First, and most important, the big news this month is that, thanks to the efforts and generosity of local people and several substantial grants, we are now in a position to go ahead with the purchase for the Museum of the two Bronze Age hoards recently unearthed in Wissett. It is going to be really exciting to bring them back to the area. We haven’t finished yet, however. We are still trying to raise enough money to preserve them properly and to put them on display in a way that will bring out their meaning and significance and at the same time be exciting for local people –and in particular local children. So there’s still need for some more local cash if you’re disposed to help. Just contact the Campaign Manager, Brian Howard.

Very many thanks also to everyone who has been to see our exhibition ‘Sporting Halesworth’, which closed on 2 September after its five-week run in the Library. We’ve received many helpful, kind and encouraging comments. Our particular thanks also to the staff at the Library who have been keen to encourage this further link with the Museum.

It’s been a good month for gifts to the Museum. We received a fascinating little book belonging to Gorge Dipson of Westhall, who used it first for his school calculations and then, much later, from 1870, for his farm accounts, giving lots of fine detail about farming at the time in the area. Then we received a beautiful Victorian watch movement bearing the engraved name of the watchmaker, the grandly christened Nelson Wellington Newson, who was a watchmaker at 13 The Thoroughfare, from 1858 to 1902.

Another fine gift was a silver cup awarded in 1931 to Mrs Gwendoline Youngman (née Rumsey) when she won the Hospital Dance Waltz Competition, put on in aid of the Patrick Stead Hospital. It’s yet another reminder of how large a part the Hospital has played in the life of the town, with so many social and sporting events staged over the years in its name.

Finally, don’t forget there’s still time, before the memory fades, to see the Museum’s Jubilee Year exhibition on Halesworth’s past celebrations of royal Jubilees and Coronations. Until the end of September we’re open up at the Station, Tues.-Sat. 10.00-12.30.

August 2012

HOPES GROW OF SECURING LOCAL TREASURE HOARD. 
 HALESWORTH’S PROUD SPORTING PAST. 

Community News August 2012

HOPES GROW OF SECURING LOCAL TREASURE HOARD

Halesworth and District Museum’s attempt to raise enough funds to save a newly discovered local treasure have got off to a good start. Thanks to a number of generous local donations there is hope that the Museum can prevent the sale and loss to the area of the Wissett Hoards, two groups of Bronze Age axe heads, spears and rapier blades discovered last year by metal-detectors in a field at Wissett, where they had lain for over three thousand years.

Excerpts from a dataset
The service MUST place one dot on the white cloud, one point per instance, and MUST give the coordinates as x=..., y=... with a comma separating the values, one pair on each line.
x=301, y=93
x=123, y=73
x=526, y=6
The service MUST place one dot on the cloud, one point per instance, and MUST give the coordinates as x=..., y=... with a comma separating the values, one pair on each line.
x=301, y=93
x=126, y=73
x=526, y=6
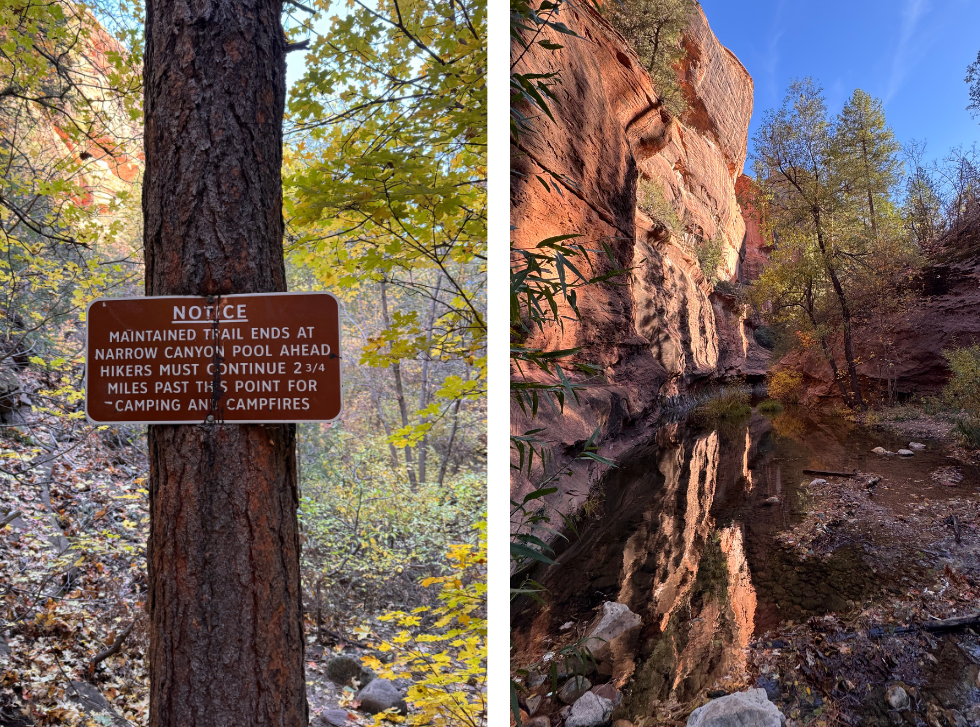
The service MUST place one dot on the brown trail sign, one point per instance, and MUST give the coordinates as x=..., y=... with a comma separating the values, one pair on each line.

* * *

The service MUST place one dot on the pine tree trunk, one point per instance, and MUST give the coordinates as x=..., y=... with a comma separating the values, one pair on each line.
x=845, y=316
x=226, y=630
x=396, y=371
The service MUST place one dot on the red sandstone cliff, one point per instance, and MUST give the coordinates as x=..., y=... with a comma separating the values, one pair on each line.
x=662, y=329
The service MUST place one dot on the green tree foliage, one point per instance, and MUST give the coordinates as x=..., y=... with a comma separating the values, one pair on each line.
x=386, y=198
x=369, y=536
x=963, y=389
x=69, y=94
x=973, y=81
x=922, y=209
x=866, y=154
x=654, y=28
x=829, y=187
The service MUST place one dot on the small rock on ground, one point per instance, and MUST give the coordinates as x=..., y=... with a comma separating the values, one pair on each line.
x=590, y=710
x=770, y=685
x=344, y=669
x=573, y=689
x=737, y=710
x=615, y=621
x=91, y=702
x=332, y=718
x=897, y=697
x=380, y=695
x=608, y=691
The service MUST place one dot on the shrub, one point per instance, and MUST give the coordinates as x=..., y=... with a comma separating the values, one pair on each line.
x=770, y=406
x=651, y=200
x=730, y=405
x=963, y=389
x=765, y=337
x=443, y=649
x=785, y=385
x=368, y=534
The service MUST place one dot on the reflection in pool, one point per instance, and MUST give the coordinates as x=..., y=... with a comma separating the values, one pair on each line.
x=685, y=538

◆ Assigned task ◆
Please write out the museum newsletter again, beginning at "HALESWORTH’S PROUD SPORTING" and stopping after "three thousand years.", and change "metal-detectors" to "detectorists".

◆ Solution to the problem ◆
HALESWORTH’S PROUD SPORTING PAST. 

Community News August 2012

HOPES GROW OF SECURING LOCAL TREASURE HOARD

Halesworth and District Museum’s attempt to raise enough funds to save a newly discovered local treasure have got off to a good start. Thanks to a number of generous local donations there is hope that the Museum can prevent the sale and loss to the area of the Wissett Hoards, two groups of Bronze Age axe heads, spears and rapier blades discovered last year by detectorists in a field at Wissett, where they had lain for over three thousand years.